**WHAT YOU ARE ASKED TO DO:** Identify each line of the data below that contains the word "jacket" and copy those lines.

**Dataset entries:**
++++
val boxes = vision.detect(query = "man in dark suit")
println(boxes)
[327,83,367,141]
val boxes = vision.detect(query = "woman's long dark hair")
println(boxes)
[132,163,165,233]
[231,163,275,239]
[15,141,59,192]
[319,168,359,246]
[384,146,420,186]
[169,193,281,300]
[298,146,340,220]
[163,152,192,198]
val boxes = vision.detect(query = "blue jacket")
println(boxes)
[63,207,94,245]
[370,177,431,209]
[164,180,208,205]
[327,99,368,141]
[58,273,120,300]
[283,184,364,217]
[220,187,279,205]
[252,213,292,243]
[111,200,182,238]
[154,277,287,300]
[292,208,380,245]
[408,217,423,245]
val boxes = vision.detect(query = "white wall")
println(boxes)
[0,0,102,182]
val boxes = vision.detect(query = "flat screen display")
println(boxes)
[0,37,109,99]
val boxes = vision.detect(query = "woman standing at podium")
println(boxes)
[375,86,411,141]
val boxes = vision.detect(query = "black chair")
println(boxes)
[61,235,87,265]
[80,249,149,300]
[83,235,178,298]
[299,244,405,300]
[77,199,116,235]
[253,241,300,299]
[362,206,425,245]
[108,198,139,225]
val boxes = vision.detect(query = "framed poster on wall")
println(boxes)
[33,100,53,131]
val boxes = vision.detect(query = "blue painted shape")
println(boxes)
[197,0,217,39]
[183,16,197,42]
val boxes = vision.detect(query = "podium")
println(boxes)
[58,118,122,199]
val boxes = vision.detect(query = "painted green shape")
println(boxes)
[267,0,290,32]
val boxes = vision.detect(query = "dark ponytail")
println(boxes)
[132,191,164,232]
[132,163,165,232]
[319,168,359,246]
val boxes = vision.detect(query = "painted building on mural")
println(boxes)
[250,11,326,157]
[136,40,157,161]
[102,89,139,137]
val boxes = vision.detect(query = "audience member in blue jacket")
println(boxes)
++++
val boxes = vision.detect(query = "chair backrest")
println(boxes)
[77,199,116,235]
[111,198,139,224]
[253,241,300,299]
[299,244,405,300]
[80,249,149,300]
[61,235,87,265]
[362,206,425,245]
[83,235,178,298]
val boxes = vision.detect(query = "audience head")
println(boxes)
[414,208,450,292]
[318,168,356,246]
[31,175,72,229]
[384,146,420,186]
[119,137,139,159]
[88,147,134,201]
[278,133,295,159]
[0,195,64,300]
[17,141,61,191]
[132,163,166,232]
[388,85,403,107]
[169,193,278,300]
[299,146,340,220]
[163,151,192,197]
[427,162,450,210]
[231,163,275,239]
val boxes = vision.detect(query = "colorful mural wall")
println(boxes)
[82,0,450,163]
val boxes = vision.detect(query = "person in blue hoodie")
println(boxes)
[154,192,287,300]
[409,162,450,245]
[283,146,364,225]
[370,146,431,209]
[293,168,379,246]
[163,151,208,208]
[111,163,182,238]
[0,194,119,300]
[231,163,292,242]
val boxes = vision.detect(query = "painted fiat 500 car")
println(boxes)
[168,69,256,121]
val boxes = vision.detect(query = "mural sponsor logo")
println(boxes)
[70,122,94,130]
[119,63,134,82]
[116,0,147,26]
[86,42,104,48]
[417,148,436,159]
++++
**RESPONSE BELOW:**
val boxes = vision.detect(query = "blue jacket")
val boxes = vision.detect(query = "audience member in blue jacket")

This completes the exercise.